----- Supplied passage

Wednesday 18 February 2009

The Song Remains The Same

This Saturday I’m getting on a plane and flying 11 hours to a place that is the antithesis of everything I believe in. Last time I was in L.A. was nearly two years ago, right after my first ever trip to London. If only I had known that precious week would be my last serious dose of sunshine till now. As I type my mind is racing with images of cruising the 101 in a convertible, top pulled down and that radio on, brown skin shining in the sun. My love for you will still be strong. Thank God for Don Henley.

Why, you ask, would I take time to kick back and relax when my new single, ‘Love Again For The First Time’ is set for release in coming weeks? The sad truth is I’ll be spending very little time outside the soundproofed walls of studios. I’m flying to Los Angeles for 3 big time writing sessions in the hope of churning out another single for my debut record, The Planeteer. I’m insanely excited to be working with top-notch writers and producers Greg Kurstin (Lily Allen, Little Boots, The Bird & The Bee), The Matrix (Avril Lavigne, Liz Phair), and Beau Dozier, son of Motown writing legend Lamont Dozier. Accompanying me to the sessions is the man I wrote my new single with, Martin Brammer (James Morrison, Tina Turner). I consider myself incredibly lucky to spend seven days with these very talented people. I plan to suck them dry.
Some of you may be saying to yourself, “That’s madness. From what I’ve seen (in concert and on YouTube), JV is a certified hit machine. The man eats, sleeps, and breathes Pop. You could wake this guy up any time of night, put a Dictaphone to his lips, and record a number 1 smash in 9 countries. Why would someone who turns a tune effortlessly need to fly 5,000 miles to write a hit? Well my friends, justified as you may be in asking the question, the answer is simple: what makes a hit a hit has changed.

----------
----- Listed entries

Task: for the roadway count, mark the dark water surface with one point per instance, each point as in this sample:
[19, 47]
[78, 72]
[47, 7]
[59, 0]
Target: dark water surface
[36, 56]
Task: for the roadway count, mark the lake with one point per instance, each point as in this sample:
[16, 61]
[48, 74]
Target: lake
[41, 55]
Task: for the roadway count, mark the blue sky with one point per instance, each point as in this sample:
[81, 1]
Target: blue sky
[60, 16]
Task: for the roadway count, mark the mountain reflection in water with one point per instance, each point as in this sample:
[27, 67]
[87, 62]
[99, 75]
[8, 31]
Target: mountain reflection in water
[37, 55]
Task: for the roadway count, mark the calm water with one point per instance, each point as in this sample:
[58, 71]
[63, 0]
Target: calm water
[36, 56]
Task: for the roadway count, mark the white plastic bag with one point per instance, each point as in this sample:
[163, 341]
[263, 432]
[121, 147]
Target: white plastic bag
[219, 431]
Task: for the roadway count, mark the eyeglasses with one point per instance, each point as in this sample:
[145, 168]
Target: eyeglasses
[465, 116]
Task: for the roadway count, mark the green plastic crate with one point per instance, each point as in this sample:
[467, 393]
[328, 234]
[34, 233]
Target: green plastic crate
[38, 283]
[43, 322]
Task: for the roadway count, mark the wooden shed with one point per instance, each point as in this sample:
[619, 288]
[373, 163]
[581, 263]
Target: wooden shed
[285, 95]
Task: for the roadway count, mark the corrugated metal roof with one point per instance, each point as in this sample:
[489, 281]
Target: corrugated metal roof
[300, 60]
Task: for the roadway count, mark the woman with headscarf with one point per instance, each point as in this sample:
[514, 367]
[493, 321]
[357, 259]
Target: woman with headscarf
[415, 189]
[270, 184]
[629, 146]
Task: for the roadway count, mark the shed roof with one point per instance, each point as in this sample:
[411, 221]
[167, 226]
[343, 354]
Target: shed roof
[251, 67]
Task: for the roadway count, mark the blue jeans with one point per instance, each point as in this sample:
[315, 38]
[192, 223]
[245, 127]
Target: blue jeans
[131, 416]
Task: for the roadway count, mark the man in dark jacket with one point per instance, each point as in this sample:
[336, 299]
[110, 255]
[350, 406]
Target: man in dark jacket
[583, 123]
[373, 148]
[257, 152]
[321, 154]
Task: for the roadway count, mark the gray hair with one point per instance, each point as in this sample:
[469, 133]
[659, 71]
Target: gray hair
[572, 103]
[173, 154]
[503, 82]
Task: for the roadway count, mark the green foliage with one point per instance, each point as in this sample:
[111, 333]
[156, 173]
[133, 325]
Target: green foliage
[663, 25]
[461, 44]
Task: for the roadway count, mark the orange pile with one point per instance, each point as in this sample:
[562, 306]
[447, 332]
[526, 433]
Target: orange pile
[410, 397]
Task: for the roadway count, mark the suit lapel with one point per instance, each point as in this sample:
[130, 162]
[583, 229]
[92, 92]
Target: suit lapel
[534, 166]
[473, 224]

----------

Exercise tasks:
1 > From the post about the Los Angeles writing trip, answer:
(a) How long ago was the writer's last visit to L.A.?
(b) What is the title of the new single set for release?
(c) Which Motown writer is named as Beau Dozier's father?
2 > Extend the post about the Los Angeles writing trip, picking up after its final sentence.

Expected answers:
1 >
(a) Nearly two years ago.
(b) ‘Love Again For The First Time’.
(c) Lamont Dozier.

2 >
I was a strange child, as you may have guessed by now. While all my friends rocked out to Nirvana and Nine Inch Nails, I was grooving to Annie Lennox and Stevie Wonder. Yet all of these acts were innovators in their own right. Each had their own sound, their own unique sense of melody, harmony, rhythm that made them stand out. I don’t think you’ll find four songs more varied Heart-Shaped Box, Closer, Sweet Dreams, and Isn’t She Lovely. These days I turn on the Radio (I don’t own a Radio, but it’s a metaphor dang it!) and I hear the same songs sung by new people. Pop culture is eating itself. Listeners are no longer being challenged by Music. Instead, programmers cater to the lowest common dominator, conditioning people to hear most simple sounds with simple messages. Music has become subservient to the Brand, and songs have become the advertisements.

I’m not saying Pop music hasn’t always been plagued by the inane and obvious. It’s easy to remember greatness and let mediocrity slip into oblivion. Several acts from my youth instantly spring to mind, once ubiquitous, now a footnote: Hootie and The Blowfish, Candlebox, Blues Traveler, Spin Doctors, Extreme, Color Me Badd, Sugar Ray, Goo Goo Dolls, Third Eye Blind, Jewel, and everyone’s favorite rapper-turned-movie star, Will Smith. But these days, the similarity between current hits and past hits is more and more alarming. I’m finding it increasingly difficult to tell the difference between a band’s singles. It was one thing when hip-hop was sampling tunes and turning them into hits twice over, giving credit where credit’s due, i.e. every one of Sean “Puffy” Combs’ hits. But we’re at a point where I don’t think artists are even aware of what they’re ripping off. Below is a list for your perusa of recent hits that I think sound dangerous close to existing songs. Cubic Zirconium followed by Diamonds.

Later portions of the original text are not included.